● **How to complete this task**
Copy exactly, line for line, the part of the listing from the line containing "point(122, 23)" through its last line, and nothing else.

● **Input data**

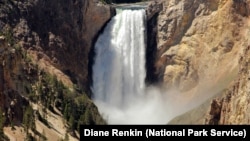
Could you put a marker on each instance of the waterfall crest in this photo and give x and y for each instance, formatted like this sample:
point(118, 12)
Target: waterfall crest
point(119, 72)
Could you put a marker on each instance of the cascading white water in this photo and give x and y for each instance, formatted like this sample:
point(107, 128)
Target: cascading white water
point(119, 69)
point(119, 72)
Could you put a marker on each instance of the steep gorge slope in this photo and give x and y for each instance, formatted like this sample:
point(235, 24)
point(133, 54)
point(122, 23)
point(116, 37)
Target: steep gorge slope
point(44, 57)
point(199, 47)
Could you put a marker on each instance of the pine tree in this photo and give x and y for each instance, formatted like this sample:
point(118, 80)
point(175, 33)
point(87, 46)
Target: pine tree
point(2, 121)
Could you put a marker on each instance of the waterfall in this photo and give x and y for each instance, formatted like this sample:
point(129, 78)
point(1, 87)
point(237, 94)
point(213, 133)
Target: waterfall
point(119, 71)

● **Solution to the problem**
point(122, 23)
point(116, 37)
Target: steep gorge slope
point(44, 57)
point(199, 47)
Could you put a marker on each instance of the pine tree in this photo and give x and y for each instance, formatted like this sample:
point(118, 80)
point(175, 33)
point(87, 46)
Target: pine tree
point(2, 121)
Could you put a marker on each instance of the waterfall in this photo and give x and y for each instance, formatted like this sample:
point(129, 78)
point(1, 87)
point(237, 94)
point(213, 133)
Target: waterfall
point(119, 71)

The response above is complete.